Dataset records about object locations:
--
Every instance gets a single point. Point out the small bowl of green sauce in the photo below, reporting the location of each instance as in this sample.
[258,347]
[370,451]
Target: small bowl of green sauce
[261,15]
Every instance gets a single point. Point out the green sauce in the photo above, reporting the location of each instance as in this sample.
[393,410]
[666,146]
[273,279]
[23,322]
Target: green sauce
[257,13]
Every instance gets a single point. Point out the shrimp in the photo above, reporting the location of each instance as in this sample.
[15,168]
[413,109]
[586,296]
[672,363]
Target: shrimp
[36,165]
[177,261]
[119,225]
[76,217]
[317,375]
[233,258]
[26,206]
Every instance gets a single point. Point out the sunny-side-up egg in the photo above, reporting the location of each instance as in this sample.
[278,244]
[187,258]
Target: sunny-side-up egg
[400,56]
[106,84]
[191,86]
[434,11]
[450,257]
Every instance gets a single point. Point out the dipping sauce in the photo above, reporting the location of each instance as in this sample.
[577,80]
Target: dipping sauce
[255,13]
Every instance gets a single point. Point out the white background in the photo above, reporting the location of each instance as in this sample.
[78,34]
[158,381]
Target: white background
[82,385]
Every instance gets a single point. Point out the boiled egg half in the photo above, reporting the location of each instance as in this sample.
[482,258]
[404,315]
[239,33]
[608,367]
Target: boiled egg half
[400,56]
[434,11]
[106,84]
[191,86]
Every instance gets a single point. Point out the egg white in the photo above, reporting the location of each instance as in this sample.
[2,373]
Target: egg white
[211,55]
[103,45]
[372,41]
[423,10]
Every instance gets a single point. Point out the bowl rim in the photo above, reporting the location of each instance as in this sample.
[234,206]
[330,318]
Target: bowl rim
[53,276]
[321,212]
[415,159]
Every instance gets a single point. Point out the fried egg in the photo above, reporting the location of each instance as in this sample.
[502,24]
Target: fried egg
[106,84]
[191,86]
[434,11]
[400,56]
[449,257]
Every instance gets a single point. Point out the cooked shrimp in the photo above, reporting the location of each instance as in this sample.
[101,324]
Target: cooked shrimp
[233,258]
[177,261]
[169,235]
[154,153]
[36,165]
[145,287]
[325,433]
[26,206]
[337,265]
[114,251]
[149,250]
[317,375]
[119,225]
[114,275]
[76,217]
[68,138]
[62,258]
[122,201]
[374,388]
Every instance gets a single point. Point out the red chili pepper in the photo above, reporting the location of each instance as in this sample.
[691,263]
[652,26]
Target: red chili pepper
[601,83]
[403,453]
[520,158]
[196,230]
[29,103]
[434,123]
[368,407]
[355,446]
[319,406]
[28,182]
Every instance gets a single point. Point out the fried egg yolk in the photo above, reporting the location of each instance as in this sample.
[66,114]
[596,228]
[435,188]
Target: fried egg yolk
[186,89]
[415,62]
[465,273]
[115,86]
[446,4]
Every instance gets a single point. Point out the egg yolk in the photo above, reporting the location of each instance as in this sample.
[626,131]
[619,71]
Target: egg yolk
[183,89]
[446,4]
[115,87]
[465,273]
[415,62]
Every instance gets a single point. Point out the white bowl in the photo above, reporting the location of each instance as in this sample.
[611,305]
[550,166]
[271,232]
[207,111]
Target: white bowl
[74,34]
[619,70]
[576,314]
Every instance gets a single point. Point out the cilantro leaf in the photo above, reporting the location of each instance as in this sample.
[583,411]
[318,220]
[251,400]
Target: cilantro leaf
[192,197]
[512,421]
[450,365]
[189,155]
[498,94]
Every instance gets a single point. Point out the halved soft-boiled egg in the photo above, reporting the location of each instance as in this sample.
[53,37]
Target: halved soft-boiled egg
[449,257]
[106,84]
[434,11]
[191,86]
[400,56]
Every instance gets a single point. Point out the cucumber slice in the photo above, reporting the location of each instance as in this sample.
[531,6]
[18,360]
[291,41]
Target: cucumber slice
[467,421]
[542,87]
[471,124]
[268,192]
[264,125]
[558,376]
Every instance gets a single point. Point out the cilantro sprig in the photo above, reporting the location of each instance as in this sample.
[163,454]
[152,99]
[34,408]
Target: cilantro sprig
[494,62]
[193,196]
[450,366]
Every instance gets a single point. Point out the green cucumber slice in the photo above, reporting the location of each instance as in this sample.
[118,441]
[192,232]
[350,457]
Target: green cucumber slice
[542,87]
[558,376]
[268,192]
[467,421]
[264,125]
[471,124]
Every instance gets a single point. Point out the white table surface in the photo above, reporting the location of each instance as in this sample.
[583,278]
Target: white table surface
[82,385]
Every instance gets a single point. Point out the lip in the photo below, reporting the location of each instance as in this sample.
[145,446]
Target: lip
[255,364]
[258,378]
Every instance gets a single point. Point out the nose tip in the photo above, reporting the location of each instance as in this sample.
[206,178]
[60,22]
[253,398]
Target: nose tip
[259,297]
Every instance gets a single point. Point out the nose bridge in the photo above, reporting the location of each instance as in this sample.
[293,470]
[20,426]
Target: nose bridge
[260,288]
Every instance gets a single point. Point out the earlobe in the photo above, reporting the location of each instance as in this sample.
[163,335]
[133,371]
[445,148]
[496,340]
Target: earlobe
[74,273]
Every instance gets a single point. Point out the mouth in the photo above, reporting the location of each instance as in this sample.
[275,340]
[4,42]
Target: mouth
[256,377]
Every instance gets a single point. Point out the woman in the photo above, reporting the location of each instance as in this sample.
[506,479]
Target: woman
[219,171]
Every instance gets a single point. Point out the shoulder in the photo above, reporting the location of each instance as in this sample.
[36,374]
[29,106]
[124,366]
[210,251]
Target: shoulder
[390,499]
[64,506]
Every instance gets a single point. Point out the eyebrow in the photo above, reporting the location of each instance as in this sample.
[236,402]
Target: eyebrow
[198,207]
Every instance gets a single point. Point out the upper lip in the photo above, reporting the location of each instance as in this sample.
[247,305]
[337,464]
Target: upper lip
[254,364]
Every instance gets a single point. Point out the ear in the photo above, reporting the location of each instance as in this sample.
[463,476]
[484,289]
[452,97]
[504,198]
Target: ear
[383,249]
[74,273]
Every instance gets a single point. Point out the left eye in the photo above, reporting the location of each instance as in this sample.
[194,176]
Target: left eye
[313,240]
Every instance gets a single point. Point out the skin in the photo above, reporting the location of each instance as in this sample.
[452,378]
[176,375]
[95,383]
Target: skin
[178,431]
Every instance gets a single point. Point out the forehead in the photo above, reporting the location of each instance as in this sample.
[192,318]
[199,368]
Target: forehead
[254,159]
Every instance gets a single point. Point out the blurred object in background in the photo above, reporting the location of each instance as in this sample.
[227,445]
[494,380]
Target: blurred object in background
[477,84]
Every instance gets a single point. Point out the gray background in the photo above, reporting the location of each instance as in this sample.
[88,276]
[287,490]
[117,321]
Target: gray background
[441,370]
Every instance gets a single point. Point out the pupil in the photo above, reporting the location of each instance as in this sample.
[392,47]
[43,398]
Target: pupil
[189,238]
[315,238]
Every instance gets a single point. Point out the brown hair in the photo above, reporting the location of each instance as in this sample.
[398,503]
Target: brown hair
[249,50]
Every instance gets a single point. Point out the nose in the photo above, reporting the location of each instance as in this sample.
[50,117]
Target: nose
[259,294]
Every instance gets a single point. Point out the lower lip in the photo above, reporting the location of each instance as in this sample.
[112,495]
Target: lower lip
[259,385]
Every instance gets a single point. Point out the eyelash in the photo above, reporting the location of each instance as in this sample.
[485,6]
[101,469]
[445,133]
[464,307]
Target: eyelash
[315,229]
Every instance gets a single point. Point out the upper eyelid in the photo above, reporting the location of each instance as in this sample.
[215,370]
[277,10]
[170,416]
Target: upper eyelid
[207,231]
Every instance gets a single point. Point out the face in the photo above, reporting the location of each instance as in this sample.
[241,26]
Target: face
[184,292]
--
**Instructions for the task:** Extract each entry in full and write it down exactly.

**Reply to the task:**
Every instance gets a single point. Point out the small bowl of green sauce in the photo below, reporting the location of each instance as in this sample.
[258,347]
[370,451]
Target: small bowl of green sauce
[261,15]
Every instance gets a single point. Point out the green sauce in the photo above, reporting the location of each instance as in this sample.
[393,410]
[666,146]
[273,279]
[23,322]
Target: green sauce
[257,13]
Every instance gets a single point. Point out the shrimp in the photo above, reporting the location of each instance as in this sample.
[15,168]
[413,109]
[586,296]
[672,363]
Target: shrimp
[36,165]
[177,261]
[119,225]
[76,217]
[317,375]
[233,258]
[26,206]
Every instance gets a single point. Point out the sunny-side-up egg in the photo above, reporting the location of each instance as in this sample.
[278,244]
[187,258]
Target: sunny-side-up egg
[400,56]
[106,84]
[191,86]
[434,11]
[450,257]
Every instance gets a single point. Point out the dipping sauce in the photo above, reporting the location of each instance as in this sample.
[577,80]
Target: dipping sauce
[255,13]
Every instance gets a single point. Point out the white background in the photo above, reporting the location of each instance as in this sample.
[78,34]
[158,381]
Target: white background
[82,385]
Every instance gets a single point. Point out the boiled egg half in the photo above, reporting the location of each instance as in this sample.
[482,258]
[404,315]
[239,33]
[608,367]
Target: boiled egg half
[400,56]
[434,11]
[106,84]
[191,86]
Every instance gets a single point. Point out the egg white in the photo above, reporting the location of each instance as in this sample.
[2,373]
Target: egg white
[211,55]
[103,45]
[372,41]
[423,10]
Every instance gets a single point. Point out the bowl rim in the photo above, reporting the location of each instance as in this sample.
[234,206]
[330,318]
Target: bowl rim
[53,276]
[321,212]
[415,159]
Every instance gets a single point. Point out the fried egg in the photo above, reporting the location of each instance as in this sample.
[502,24]
Target: fried egg
[106,84]
[191,86]
[434,11]
[400,56]
[449,257]
Every instance gets a single point. Point out the cooked shrimp in the photo above, reporting the location of each instance as in this sample.
[101,324]
Target: cooked shrimp
[233,258]
[177,261]
[169,235]
[154,153]
[36,165]
[145,287]
[325,433]
[26,206]
[337,265]
[114,251]
[149,250]
[317,375]
[119,225]
[114,275]
[76,217]
[68,138]
[62,258]
[122,201]
[374,388]
Every instance gets a single point. Point out the red chili pepper in the photo above, reporting the location of each instance as in this sample.
[691,263]
[652,26]
Target: red chili pepper
[601,83]
[403,453]
[520,158]
[196,230]
[29,103]
[434,123]
[368,407]
[355,446]
[319,406]
[28,182]
Every instance gets a single point. Point out the fried egg yolk in the photo above, reporting the location of each instance as in this sample.
[66,114]
[596,228]
[435,188]
Target: fried egg yolk
[186,89]
[415,62]
[465,273]
[115,86]
[446,4]
Every instance gets a single point. Point out the egg yolk in the photo above, reporting the location of each instance as in this sample.
[626,131]
[619,71]
Target: egg yolk
[183,89]
[446,4]
[115,87]
[465,273]
[415,62]
Every instance gets a single point. Point out the white bowl in the photo above, reporting the location of each instance as in this sample.
[611,305]
[550,166]
[271,232]
[207,111]
Target: white bowl
[74,34]
[619,70]
[576,314]
Every instance gets a single point. Point out the cilantro leaf in the photo above, reporting the location of each instance as in this sample.
[583,411]
[318,220]
[251,400]
Target: cilantro leaf
[192,197]
[512,421]
[450,365]
[189,155]
[498,94]
Every instance gets a single point. Point out the halved soft-boiled egg in the photo above, reporting the location of each instance as in this sample.
[53,37]
Target: halved soft-boiled egg
[449,257]
[106,84]
[434,11]
[191,86]
[400,56]
Every instance gets a single point. Point out the cucumber slice in the photo above, reporting the location of each instance as in this sample.
[531,6]
[18,360]
[291,41]
Target: cucumber slice
[467,421]
[542,87]
[471,124]
[268,192]
[264,125]
[558,376]
Every instance gets a single point. Point out the cilantro sprig in the photo above, reporting the location of each instance as in this sample.
[163,454]
[152,99]
[34,408]
Target: cilantro sprig
[494,62]
[193,196]
[450,366]
Every instance gets a single point. Point out the green cucumber slice in the photo above, reporting the location of each instance as in this sample.
[118,441]
[192,232]
[350,457]
Target: green cucumber slice
[542,87]
[558,376]
[268,192]
[467,421]
[264,125]
[471,124]
Every instance gets a single point. Point out the white table surface in the photo above, reporting the location of each instance as in this sample.
[583,278]
Target: white table surface
[82,385]
Every instance gets a single point. Point out the lip in the photo below, reporting the location of each instance as in this sample.
[145,446]
Target: lip
[255,364]
[258,378]
Every instance gets a single point. Point out the nose tip in the photo above, reporting the location of each instance as in this sample.
[206,178]
[60,22]
[253,398]
Target: nose tip
[259,297]
Every instance gets a single point. Point out the nose bridge in the photo above, reporting the location of each instance as in this sample.
[293,470]
[20,426]
Target: nose bridge
[260,288]
Every instance gets a single point. Point out the earlobe in the photo above, reporting the location of each instance as in this sample.
[163,335]
[133,371]
[445,148]
[496,340]
Target: earlobe
[74,273]
Every instance gets a single point. Point out the mouth in the photo above, reporting the location of each instance as in this sample.
[275,340]
[4,42]
Target: mouth
[256,377]
Every instance gets a single point. Point out the woman in the photo above, reporting the location of each instance as in this sample.
[506,479]
Target: woman
[219,171]
Every instance gets a single point. Point out the shoulder in the photo above, reporting the location of each instance as in this sample.
[36,374]
[29,106]
[124,366]
[210,251]
Target: shoulder
[390,499]
[64,506]
Every instance gets a single point. Point out the eyebrow in the photo above, reporting the location of each instance as in this sample.
[236,402]
Target: eyebrow
[198,207]
Every instance gets a single point. Point out the upper lip in the photo above, reporting the location of each instance as in this sample.
[247,305]
[337,464]
Target: upper lip
[254,364]
Every instance gets a single point. Point out the ear in the photo above, reporting the location of each instance as in this sample.
[463,476]
[484,289]
[452,97]
[504,198]
Target: ear
[383,249]
[74,273]
Every instance gets a single point. Point out the left eye in the photo above, reporting the location of each instance as in this sample.
[194,176]
Target: left eye
[313,240]
Every instance gets a single point. Point out the skin in the photo above, reporting the location of each instance as in this sample.
[452,378]
[176,375]
[95,383]
Target: skin
[178,431]
Every instance gets a single point. Point out the forehead in the photo above, reporting the location of each instance as in this sample.
[192,318]
[199,368]
Target: forehead
[254,159]
Every instance gets a single point. Point out the blurred object in background in the photo above, reporting the location of each instance as in this sample.
[227,445]
[494,380]
Target: blurred object in background
[477,84]
Every instance gets a single point. Point out the gray background in the photo above, reporting the location of each instance as in this sample.
[88,276]
[287,490]
[117,321]
Target: gray background
[441,370]
Every instance gets a single point. Point out the pupil in the photo above, reporting the location of each instance as in this sample.
[392,47]
[43,398]
Target: pupil
[189,238]
[315,238]
Every instance gets a single point. Point out the brown hair in the photo above, reporting the location of each instance as in this sample.
[398,503]
Target: brown hair
[249,50]
Every instance gets a single point. Point out the nose in the photo above, reporting the location of each instance as in this sample.
[50,117]
Target: nose
[259,294]
Every instance gets a single point. Point out the lower lip in the photo above, reporting the location of each instance as in this sample.
[112,495]
Target: lower lip
[259,385]
Every instance gets a single point. Point out the eyelash in the photo above, reporting the location of each instance as in this sample.
[485,6]
[101,469]
[445,133]
[464,307]
Target: eyelash
[315,229]
Every instance gets a single point. Point out the upper eyelid in the photo above, reporting the location of each instance as in this sample.
[215,370]
[277,10]
[170,416]
Target: upper eyelid
[207,231]
Every instance gets a single point. Point out the face in the photo above, reporting the location of each instance as in this sample.
[241,26]
Target: face
[184,292]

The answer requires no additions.